-- Text excerpt start --

Raphael Sealey (14 August 1927, Middlesbrough, England – 29 November 2013, Berkeley, California) was a classical scholar and ancient historian.

Sealey studied at University College, Oxford in England under George Cawkwell, receiving an M.A. from Oxford University in 1951.

Raphael Sealey was Professor of History at the University of California at Berkeley in California, United States, from 1967 to 2000, specialising in Ancient Greek history and law. On retirement, he became an Emeritus Professor.  Before coming to Berkeley, he had taught at the University College of North Wales, at Queen Mary College, University of London, and at the State University of New York at Buffalo.

Selected books
Sealey's books include:

 A History of the Greek City States, 700-338 B.C. (Oakland: University of California Press, 1976).
 The Athenian Republic (State College: Pennsylvania State University Press, 1987).

-- Text excerpt end --
-- Information given start --

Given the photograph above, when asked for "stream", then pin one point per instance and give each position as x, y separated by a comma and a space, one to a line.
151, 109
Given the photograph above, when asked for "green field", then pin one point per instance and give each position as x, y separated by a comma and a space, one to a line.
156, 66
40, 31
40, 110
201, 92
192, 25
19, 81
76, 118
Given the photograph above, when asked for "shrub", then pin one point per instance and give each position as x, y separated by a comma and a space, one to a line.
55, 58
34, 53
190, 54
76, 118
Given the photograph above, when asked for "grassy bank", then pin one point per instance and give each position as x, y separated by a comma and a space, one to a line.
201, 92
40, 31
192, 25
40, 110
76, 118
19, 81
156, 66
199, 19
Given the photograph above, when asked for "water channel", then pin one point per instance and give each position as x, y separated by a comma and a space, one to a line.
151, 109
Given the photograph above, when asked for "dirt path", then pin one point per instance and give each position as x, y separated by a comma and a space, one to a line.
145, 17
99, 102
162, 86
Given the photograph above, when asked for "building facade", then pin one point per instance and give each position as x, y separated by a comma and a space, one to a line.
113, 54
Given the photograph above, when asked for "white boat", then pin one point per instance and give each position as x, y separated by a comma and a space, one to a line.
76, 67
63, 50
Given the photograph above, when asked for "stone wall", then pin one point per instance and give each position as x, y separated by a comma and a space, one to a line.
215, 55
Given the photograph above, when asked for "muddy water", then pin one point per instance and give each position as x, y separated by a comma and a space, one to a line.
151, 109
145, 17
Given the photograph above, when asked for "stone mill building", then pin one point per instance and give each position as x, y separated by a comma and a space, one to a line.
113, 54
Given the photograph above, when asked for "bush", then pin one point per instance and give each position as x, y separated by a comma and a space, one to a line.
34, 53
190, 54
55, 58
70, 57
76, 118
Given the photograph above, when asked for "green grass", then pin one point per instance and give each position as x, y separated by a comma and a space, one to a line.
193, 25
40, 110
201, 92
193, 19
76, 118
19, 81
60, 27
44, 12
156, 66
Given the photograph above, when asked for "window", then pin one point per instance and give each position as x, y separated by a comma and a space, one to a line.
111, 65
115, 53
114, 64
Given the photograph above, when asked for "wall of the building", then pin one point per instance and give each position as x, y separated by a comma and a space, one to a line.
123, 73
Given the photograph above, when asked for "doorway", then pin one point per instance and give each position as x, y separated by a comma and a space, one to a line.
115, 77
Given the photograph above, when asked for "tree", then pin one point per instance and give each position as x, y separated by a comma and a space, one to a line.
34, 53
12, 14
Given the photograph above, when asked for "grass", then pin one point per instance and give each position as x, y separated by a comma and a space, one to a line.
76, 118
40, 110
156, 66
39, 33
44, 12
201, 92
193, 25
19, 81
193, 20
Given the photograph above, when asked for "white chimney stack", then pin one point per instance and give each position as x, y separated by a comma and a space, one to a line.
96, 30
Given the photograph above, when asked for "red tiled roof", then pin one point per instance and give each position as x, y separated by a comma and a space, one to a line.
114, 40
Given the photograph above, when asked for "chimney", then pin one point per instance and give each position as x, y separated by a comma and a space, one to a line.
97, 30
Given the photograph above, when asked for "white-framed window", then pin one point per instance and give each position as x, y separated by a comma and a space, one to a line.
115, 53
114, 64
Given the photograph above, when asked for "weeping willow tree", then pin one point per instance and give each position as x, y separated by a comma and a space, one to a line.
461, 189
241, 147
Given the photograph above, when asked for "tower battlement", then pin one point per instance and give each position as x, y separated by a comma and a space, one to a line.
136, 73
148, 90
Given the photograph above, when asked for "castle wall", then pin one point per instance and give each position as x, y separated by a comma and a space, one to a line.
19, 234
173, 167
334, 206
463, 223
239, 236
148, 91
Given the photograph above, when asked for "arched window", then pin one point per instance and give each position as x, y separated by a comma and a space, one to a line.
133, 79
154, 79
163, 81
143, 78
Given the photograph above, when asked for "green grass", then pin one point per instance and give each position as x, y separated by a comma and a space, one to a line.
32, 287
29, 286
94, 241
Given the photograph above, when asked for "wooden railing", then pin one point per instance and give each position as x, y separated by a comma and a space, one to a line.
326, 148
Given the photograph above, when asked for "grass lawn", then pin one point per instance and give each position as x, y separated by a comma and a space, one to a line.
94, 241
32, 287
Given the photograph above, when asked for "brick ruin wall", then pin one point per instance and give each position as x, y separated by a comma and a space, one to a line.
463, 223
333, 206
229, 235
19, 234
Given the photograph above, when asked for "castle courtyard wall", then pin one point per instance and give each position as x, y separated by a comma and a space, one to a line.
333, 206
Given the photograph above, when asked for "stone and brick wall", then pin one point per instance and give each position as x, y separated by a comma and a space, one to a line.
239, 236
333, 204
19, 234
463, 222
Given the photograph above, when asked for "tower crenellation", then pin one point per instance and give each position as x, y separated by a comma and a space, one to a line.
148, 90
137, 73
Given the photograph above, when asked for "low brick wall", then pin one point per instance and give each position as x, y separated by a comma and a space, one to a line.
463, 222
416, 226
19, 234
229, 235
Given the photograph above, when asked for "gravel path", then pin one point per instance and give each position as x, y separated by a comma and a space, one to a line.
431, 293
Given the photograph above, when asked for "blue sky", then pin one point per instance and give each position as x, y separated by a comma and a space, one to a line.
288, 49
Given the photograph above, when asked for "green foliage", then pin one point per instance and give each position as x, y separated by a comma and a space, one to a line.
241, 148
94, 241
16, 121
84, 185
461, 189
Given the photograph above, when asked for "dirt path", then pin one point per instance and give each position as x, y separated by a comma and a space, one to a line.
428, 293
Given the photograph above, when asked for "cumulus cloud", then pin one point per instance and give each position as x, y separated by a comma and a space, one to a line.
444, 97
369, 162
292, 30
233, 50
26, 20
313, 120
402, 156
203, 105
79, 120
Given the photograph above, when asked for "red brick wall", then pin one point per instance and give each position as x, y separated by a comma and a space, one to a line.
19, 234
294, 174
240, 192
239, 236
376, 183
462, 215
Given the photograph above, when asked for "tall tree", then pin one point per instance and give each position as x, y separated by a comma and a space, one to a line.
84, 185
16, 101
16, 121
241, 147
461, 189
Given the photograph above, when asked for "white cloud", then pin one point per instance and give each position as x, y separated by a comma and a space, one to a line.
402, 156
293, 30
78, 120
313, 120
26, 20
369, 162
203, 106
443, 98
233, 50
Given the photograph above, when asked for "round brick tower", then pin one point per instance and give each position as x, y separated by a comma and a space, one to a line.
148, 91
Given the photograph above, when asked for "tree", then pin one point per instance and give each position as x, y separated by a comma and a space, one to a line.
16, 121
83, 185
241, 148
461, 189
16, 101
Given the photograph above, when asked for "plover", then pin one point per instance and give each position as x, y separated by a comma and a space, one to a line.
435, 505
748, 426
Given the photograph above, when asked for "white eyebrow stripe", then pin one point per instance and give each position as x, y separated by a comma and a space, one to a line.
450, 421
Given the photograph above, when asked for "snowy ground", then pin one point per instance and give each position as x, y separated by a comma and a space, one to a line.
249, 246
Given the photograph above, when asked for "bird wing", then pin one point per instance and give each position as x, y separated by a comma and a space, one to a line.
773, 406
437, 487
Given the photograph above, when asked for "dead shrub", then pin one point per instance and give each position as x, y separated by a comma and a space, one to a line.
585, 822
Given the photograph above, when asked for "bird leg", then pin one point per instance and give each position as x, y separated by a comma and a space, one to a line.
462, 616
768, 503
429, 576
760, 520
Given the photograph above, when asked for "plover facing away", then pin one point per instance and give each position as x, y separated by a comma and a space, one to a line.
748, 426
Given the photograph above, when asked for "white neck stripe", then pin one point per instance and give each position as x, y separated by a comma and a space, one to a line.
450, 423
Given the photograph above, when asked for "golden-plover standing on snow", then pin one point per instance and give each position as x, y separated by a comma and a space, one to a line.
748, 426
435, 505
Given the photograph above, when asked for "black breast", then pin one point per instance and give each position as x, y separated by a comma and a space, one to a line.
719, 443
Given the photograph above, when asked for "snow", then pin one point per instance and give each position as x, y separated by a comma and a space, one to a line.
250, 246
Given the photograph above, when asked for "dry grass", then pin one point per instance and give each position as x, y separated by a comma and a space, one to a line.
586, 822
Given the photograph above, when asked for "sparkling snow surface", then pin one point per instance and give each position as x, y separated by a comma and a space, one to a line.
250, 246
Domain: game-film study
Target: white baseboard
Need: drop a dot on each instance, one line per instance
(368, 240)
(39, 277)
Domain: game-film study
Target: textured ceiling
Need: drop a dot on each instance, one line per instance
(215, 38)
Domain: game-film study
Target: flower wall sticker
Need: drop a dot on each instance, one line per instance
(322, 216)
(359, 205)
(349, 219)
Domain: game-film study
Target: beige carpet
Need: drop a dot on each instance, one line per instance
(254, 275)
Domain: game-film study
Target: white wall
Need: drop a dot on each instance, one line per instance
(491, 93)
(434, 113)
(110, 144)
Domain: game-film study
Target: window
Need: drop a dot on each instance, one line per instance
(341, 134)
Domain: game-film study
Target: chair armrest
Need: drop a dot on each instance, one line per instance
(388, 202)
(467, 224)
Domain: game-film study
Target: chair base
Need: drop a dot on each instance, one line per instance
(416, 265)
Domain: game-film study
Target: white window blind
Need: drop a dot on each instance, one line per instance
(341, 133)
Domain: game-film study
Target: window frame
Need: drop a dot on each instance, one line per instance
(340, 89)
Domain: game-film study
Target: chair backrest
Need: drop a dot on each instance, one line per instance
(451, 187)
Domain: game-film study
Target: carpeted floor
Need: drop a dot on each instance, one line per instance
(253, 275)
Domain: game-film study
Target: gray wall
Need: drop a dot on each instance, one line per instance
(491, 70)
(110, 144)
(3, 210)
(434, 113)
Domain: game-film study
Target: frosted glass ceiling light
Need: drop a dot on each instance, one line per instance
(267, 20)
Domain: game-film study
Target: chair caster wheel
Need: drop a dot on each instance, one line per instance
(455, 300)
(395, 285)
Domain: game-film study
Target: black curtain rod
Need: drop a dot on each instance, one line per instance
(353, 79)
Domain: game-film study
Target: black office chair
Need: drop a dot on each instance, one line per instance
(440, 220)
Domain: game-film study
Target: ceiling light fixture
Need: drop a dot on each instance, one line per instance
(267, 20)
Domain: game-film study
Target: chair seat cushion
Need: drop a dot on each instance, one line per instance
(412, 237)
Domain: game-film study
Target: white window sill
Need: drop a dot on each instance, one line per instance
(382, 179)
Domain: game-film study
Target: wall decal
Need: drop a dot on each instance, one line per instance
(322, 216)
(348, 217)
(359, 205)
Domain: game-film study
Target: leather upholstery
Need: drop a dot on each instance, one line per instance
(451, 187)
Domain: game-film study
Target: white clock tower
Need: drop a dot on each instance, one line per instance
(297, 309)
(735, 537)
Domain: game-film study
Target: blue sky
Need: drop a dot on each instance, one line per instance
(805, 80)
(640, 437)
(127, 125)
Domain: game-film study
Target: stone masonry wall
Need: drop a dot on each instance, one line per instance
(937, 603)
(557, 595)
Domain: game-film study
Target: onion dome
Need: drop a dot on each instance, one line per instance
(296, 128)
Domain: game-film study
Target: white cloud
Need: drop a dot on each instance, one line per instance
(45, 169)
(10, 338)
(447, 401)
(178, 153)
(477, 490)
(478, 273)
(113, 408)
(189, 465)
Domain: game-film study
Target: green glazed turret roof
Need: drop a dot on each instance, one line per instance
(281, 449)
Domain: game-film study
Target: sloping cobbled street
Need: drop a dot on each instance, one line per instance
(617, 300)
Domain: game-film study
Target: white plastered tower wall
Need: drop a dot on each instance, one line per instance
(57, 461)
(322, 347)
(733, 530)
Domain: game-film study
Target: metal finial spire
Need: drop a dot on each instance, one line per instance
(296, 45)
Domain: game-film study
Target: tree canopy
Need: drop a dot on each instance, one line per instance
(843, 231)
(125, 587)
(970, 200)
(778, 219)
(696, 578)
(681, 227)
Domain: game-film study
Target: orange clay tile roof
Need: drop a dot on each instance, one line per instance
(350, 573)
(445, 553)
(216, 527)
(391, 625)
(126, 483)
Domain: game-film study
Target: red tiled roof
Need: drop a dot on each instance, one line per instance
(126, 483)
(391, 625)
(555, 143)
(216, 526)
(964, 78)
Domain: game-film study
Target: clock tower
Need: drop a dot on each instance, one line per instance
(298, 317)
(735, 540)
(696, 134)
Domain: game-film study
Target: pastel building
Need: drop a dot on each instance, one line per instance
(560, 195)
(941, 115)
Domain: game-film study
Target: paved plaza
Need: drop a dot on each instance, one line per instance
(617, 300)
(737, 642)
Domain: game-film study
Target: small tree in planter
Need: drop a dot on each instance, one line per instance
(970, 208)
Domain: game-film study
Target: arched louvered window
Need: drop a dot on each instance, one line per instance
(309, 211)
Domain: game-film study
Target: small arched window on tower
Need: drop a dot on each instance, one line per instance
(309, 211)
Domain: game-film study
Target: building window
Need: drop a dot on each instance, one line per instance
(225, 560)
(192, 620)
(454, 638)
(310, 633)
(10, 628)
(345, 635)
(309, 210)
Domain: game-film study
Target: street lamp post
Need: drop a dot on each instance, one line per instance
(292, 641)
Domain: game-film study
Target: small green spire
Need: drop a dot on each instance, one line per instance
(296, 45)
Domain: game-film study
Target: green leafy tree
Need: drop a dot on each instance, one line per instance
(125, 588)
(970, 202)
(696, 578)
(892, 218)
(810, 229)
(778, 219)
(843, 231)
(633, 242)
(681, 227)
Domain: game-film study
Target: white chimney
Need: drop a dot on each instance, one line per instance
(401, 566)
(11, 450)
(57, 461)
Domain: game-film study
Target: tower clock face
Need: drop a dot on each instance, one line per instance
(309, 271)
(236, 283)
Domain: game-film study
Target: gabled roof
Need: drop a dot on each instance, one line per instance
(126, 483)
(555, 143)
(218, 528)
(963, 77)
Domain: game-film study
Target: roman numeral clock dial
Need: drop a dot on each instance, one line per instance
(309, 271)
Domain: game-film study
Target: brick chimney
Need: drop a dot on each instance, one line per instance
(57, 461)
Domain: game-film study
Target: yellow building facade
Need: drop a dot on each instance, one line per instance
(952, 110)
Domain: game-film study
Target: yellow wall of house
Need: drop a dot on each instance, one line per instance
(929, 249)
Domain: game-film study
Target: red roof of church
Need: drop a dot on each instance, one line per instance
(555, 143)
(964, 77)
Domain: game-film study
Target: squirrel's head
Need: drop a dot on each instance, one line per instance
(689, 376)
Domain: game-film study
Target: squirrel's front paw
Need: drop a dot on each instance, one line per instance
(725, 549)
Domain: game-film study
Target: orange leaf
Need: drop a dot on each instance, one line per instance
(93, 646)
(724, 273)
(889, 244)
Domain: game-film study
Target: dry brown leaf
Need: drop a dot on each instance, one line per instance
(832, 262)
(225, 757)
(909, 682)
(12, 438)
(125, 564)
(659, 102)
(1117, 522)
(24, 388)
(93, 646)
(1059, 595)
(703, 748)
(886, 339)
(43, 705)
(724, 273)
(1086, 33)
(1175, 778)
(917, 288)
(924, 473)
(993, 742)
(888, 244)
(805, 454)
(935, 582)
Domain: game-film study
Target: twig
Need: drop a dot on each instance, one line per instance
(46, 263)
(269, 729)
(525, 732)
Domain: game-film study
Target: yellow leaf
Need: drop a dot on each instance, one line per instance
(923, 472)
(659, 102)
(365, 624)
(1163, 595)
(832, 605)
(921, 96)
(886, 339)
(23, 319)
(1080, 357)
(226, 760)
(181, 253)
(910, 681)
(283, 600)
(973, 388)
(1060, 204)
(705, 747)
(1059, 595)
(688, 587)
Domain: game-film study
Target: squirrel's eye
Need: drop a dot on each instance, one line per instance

-- Information given end --

--- Exercise task 1 ---
For the Sealey biography, decide whether each statement agrees with it, answering yes or no and quoting the deciding words: (a) Sealey received an M.A. from Oxford University in 1951. (b) Before Berkeley, Sealey taught at the University of Edinburgh. (c) The Athenian Republic was published by the University of California Press.
--- Exercise task 2 ---
Transcribe the Sealey biography between "Raphael Sealey was" and "University Press, 1987).", inclusive.

--- Correct result 1 ---
(a) Yes: "receiving an M.A. from Oxford University in 1951"
(b) No: "he had taught at the University College of North Wales, at Queen Mary College, University of London, and at the State University of New York at Buffalo"
(c) No: "The Athenian Republic (State College: Pennsylvania State University Press, 1987)"

--- Correct result 2 ---
Raphael Sealey was Professor of History at the University of California at Berkeley in California, United States, from 1967 to 2000, specialising in Ancient Greek history and law. On retirement, he became an Emeritus Professor.  Before coming to Berkeley, he had taught at the University College of North Wales, at Queen Mary College, University of London, and at the State University of New York at Buffalo.

Selected books
Sealey's books include:

 A History of the Greek City States, 700-338 B.C. (Oakland: University of California Press, 1976).
 The Athenian Republic (State College: Pennsylvania State University Press, 1987).